State: Hodes & Nauser, MDs, P.A. et al. v. Robert Moser, M.D et al.
(REVISED 1.19.22) This case challenges a regulatory scheme that would have gone into effect on November 14, 2011. If enforced, the scheme would prevent the provision of abortion services in any medical establishment that does not meet burdensome and medically unnecessary licensing regulations.
Case filed: November 9, 2011
Plaintiff(s): Hodes &, Nauser, MDs, P.A., Herbert Hodes, M.D. and Traci Nauser, M.D.
Center Attorney(s): Hillary Schneller
Co-Counsel/Cooperating Attorneys: Teresa Woody, of The Woody Law Firm PC, LJ Leatherman, of Palmer, Leatherman, White &, Dalton, LLP
Summary: This case challenges a regulatory scheme that would have gone into effect on November 14, 2011. If enforced, the scheme would prevent the provision of abortion services in any medical establishment not licensed as an abortion facility. It would impose medical practice requirements that are onerous and unrelated to the standard of care, including a requirement – opposed by leading medical associations – that dotors performing abortions have admitting privileges at a local hospital. Moreover, the regulatory scheme singles out the few Kansas physicians who provide abortions from among all other physicians in the state for the imposition of these burdensome and unjustified requirements. This discriminatory treatment serves no purpose other than to punish and harm the physicians who provide and women who seek legally- and constitutionally-protected abortion services. On November 9, the Center sought injunctive relief to prevent these harms and the violation of rights secured to our clients and their patients by the Kansas Constitution. We received a temporary restraining order against the permanent regulations on November 10, and the court has subsequently enjoined the law throughout the remainder of the lawsuit.

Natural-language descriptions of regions

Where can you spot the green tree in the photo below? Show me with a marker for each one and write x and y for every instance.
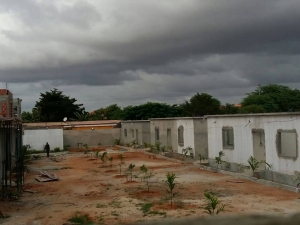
(229, 109)
(274, 98)
(111, 112)
(251, 109)
(152, 110)
(201, 105)
(27, 117)
(53, 106)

Action item A: In the Kansas abortion licensing case summary, on what date did the Center receive a temporary restraining order against the permanent regulations?
Action item B: Continue the Kansas abortion licensing case summary from its last sentence.

Task answer A: November 10

Task answer B:
On January 30, 2019, the State filed a motion to dissolve the injunction in this case as it relates to the in-person requirement for medication abortions. The State has also filed an appeal challenging Plaintiffs’ standing in the case. Following briefing and oral argument, the Kansas Court of Appeals dismissed the State’s appeal on February 16, 2021. Both parties then moved for summary judgment and, on December 3, the trial court granted a permanent injunction, striking down the TRAP scheme for violating the fundamental rights to personal autonomy and equal protection guaranteed by the Kansas Constitution.